→ TASK DIRECTIONS
Can you change "halved fig" to "sliced fig" in the items, starting with the line with "Return one point per instance of the halved" and going on through the end of the items, and give those lines back with nothing else altered?

→ DATASET RECORDS

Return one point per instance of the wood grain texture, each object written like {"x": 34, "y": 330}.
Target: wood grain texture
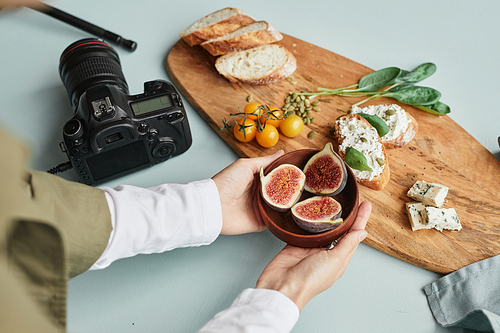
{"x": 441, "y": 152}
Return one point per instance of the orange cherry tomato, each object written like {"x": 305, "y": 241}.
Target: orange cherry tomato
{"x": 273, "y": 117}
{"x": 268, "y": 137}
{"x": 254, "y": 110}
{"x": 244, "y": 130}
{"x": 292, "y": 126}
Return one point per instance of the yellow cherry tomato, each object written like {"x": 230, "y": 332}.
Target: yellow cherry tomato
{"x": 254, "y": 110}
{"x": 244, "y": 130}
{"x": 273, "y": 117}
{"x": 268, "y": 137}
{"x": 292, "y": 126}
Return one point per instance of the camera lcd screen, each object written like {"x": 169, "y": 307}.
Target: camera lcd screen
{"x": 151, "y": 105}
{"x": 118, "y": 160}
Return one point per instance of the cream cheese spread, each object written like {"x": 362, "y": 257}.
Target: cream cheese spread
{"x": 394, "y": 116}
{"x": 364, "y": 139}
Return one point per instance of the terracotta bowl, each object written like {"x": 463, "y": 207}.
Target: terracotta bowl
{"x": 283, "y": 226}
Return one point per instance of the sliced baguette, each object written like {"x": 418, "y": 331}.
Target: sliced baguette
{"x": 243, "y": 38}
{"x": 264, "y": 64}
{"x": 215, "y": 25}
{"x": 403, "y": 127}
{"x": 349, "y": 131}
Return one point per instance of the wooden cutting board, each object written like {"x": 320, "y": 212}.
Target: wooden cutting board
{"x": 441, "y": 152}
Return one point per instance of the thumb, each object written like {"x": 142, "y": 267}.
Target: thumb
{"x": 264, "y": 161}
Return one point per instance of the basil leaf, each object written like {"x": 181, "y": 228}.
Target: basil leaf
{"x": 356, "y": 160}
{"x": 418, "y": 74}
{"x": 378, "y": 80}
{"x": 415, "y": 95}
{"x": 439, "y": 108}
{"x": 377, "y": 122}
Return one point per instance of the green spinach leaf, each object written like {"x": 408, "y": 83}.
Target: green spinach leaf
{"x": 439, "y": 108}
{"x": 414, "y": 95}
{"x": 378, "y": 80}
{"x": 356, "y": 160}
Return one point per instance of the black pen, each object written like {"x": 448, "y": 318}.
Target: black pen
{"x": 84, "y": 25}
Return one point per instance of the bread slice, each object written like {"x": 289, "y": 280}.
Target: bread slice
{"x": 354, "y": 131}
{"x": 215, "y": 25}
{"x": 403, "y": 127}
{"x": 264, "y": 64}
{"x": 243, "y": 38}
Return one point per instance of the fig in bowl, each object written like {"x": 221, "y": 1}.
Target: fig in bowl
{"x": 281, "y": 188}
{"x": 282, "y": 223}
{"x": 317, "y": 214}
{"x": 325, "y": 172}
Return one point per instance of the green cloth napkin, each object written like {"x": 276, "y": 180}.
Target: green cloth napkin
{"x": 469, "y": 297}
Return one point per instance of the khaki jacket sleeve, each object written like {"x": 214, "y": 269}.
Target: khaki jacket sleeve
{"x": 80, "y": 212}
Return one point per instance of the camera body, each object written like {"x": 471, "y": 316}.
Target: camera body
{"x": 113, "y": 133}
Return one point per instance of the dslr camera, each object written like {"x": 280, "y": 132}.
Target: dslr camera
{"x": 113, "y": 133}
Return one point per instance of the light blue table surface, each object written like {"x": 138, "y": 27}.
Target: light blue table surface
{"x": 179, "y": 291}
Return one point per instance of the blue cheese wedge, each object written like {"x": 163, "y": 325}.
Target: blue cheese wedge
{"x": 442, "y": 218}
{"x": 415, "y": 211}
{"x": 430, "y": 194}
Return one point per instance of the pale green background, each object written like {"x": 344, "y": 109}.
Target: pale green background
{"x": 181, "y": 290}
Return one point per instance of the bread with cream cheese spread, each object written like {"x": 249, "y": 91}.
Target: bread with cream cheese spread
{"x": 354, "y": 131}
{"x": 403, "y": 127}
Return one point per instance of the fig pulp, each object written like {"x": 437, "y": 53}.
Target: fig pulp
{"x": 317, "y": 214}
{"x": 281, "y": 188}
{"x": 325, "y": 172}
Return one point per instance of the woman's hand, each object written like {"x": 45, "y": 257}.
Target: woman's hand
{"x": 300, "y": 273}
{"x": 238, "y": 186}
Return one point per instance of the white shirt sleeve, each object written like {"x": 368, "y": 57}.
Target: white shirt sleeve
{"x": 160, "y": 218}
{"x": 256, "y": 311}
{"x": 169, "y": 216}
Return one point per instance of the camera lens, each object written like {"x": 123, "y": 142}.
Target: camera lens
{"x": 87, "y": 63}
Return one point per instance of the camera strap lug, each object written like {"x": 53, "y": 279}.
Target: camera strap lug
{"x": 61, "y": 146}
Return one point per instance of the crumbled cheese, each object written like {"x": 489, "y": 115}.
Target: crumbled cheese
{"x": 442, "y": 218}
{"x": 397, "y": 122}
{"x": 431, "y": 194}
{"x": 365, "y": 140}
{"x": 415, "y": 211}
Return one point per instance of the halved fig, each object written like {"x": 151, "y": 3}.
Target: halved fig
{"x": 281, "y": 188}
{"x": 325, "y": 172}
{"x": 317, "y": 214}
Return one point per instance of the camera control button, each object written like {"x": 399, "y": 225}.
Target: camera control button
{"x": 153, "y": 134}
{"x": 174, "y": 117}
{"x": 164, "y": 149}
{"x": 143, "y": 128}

→ RESULT OF THE TASK
Return one point per instance of the sliced fig, each object written like {"x": 151, "y": 3}.
Target: sliced fig
{"x": 281, "y": 188}
{"x": 325, "y": 172}
{"x": 317, "y": 214}
Return one point per instance of the camera control button, each object written like {"x": 399, "y": 225}.
Target: camera control button
{"x": 153, "y": 134}
{"x": 174, "y": 117}
{"x": 164, "y": 149}
{"x": 143, "y": 128}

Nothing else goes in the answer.